## 阅读材料
---
公元1013年,伴随着中日两国长期的政治、经济和文化交流,日本诞生了一部集中国诗文摘句、日本汉诗文摘句、日本和歌为一体的“文选”——《和汉朗咏集》,编纂者为日本平安时代的贵族知识分子藤原公任(966—1041)。(1)《和汉朗咏集》由和、汉两种语言的文学作品组成,其中中国诗文和日本汉诗文作品由编者摘选其中的“佳句”收录,和歌则整首收录;所有作品都配有可以用来吟诵的曲谱,是为“朗咏”。这部诗文选集的独特之处在于:同时收录中日两国作家的作品,同时收录汉日两种语言的作品,也同时收录最能体现古代两国文学成就的诗、文、歌等多种文体的作品,显现出这种多层面“和汉并列”表征下的文化交融与竞争关系。由日本人创作的“日本汉诗”是《和汉朗咏集》中最引人注目的部分,不仅与其他各种文体相比数量最多、所占比重最大,而且还由于它在汉语与日语、中国诗人与日本作者之间起到了连接的作用,使《和汉朗咏集》在日本文化从“他者”向“自我”转化的过程中具有独特的意义。

“自我”与“他者”是有关文化身份研究中的一对概念。宽泛地说,“他者”是指与另一个文化主体既有区别又有联系的参照,即一个文化主体通过选择和确立“他者”,在一定程度上可以更好地确定和认识“自我”;如果没有“他者”的参照,这个主体或将不能完全认识和确定“自我”;“他者”与“自我”之间往往是对立与共存的关系。本文借用这一对关系概念,通过分析《和汉朗咏集》中日本汉诗在中国诗文与日本民族文学之间起到的关联作用,揭示作为日本古代文学组成部分的日本汉诗在认同“他者”文化的同时力图确立“自我”民族文学主体的文化特性。

一、汉文学与《和汉朗咏集》中的汉诗

日本学者铃木修次关于日本文学与中国文学区别的论述,曾经被日本和中国学术界普遍关注,他认为:“日本文学似乎从一开始就是脱离政治的。”其原因主要是日本从事文学的阶层与中国不同,“日本文学的真正传统主要在宫廷妇女(宫廷女官)、法师、隐士和市民等人之中承袭。这些人都不大关心政治,从政治上来说都是局外人。日本文学的核心是由政治局外人的文学家诗文游戏精神所支撑的。这是日本文学引人注目的一个现象。”(2)铃木修次.中国文学与日本文学[M].吉林大学日本文学研究所文学研究室译.福州:海峡文艺出版社,1989,第31页。他认为日本除了平安时期的文学家、学者、政治家菅原道真(845-903)是一个罕见的特例,此外几乎找不出既是优秀的官吏又是卓越的文学家的人。然而,铃木修次的观点明显地带有民族主义的情绪,是不完整和经不起推敲的,因为他忽略了作为日本古代文学中重要组成部分的日本汉文学。
---
## 区域分割数据

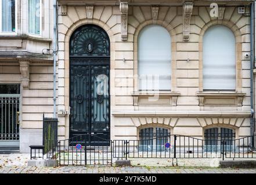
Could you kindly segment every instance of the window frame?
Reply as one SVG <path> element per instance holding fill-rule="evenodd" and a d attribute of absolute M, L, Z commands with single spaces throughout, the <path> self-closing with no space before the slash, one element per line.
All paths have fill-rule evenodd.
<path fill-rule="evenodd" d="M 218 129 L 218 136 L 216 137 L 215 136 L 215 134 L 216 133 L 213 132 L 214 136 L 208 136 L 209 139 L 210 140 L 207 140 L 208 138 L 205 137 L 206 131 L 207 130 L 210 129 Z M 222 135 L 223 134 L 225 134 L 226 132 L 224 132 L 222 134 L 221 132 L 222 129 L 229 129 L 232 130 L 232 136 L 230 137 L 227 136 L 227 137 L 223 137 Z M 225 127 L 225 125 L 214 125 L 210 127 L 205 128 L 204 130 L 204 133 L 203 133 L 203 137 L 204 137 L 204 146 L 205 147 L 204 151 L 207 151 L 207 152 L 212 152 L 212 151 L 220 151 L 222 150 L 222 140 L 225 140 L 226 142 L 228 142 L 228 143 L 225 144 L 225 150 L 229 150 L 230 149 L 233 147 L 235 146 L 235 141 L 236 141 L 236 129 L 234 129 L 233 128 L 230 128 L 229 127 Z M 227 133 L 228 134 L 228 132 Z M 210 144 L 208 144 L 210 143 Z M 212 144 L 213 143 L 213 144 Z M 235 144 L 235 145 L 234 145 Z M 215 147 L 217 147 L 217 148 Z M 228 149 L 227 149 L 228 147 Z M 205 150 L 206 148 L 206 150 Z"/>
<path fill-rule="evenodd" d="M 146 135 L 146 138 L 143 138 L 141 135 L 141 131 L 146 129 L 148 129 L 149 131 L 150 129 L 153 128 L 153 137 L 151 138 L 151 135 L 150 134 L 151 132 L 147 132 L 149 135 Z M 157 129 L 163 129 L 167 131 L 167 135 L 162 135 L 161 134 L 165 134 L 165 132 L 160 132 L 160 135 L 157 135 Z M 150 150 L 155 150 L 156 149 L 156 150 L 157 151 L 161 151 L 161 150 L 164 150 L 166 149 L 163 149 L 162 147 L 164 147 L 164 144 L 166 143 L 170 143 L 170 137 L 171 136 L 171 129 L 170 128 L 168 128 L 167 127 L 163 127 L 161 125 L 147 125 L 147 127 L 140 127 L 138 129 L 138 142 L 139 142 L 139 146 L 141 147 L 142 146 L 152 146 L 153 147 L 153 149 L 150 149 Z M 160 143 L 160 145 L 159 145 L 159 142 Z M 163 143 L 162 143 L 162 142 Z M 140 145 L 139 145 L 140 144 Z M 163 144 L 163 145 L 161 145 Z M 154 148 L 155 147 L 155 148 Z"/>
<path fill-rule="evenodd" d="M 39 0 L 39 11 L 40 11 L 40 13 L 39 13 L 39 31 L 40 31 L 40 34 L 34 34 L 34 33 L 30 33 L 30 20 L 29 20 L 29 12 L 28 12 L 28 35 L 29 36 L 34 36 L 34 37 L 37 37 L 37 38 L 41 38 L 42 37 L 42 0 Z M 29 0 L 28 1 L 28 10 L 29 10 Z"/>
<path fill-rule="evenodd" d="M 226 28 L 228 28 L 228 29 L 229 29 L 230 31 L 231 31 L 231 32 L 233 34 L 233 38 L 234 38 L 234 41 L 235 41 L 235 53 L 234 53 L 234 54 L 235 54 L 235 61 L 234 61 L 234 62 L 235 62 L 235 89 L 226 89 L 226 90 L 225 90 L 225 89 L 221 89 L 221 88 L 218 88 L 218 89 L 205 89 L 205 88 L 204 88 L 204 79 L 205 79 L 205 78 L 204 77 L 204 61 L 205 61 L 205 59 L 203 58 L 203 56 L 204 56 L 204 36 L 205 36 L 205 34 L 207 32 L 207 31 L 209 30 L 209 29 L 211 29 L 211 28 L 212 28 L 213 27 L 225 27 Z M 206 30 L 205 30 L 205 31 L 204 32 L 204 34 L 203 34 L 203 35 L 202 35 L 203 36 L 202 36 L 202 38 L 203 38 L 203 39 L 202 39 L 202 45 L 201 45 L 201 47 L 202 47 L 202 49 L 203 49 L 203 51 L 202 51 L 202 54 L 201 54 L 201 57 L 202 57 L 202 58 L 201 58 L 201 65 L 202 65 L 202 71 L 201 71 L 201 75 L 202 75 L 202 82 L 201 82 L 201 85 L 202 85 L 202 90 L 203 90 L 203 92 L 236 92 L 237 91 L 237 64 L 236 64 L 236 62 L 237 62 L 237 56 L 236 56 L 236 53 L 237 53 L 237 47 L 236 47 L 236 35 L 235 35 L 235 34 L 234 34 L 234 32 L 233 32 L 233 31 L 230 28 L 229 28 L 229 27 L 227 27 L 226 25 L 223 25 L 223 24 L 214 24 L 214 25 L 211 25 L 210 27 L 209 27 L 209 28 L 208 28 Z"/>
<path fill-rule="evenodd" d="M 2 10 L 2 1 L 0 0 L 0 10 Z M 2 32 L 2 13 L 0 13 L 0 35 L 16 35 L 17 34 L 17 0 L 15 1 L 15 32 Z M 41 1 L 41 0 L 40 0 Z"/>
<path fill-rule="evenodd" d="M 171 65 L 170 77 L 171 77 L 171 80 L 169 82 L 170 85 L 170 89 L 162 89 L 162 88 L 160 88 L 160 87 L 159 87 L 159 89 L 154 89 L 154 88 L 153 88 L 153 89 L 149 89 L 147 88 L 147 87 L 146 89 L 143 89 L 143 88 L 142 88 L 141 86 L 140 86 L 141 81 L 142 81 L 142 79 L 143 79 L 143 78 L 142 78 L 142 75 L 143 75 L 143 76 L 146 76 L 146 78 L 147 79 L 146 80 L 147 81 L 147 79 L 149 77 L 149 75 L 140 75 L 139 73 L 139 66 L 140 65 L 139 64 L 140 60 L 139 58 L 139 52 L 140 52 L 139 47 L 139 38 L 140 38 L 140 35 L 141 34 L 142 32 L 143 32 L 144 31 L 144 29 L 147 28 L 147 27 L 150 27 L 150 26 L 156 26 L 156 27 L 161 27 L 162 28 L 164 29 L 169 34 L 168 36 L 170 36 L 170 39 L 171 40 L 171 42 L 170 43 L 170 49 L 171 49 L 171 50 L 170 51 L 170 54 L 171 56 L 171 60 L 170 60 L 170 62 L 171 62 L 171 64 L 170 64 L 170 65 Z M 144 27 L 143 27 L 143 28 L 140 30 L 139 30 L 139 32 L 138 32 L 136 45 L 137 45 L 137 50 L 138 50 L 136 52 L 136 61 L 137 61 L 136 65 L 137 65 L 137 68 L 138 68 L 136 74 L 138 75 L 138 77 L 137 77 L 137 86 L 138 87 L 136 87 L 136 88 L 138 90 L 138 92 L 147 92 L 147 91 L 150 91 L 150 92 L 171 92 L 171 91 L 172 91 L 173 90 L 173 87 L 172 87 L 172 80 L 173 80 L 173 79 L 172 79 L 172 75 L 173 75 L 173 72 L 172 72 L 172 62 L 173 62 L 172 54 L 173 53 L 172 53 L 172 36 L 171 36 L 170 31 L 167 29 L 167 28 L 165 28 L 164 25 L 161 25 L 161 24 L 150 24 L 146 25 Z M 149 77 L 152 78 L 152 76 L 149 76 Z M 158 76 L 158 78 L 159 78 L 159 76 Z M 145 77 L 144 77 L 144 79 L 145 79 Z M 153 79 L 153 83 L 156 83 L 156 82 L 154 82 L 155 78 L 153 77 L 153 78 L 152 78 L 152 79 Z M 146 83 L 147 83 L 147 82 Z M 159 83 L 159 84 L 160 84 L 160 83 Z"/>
---
## 工作说明
请根据阅读材料回答:《和汉朗咏集》的编纂者是谁?

## 参考答案
藤原公任。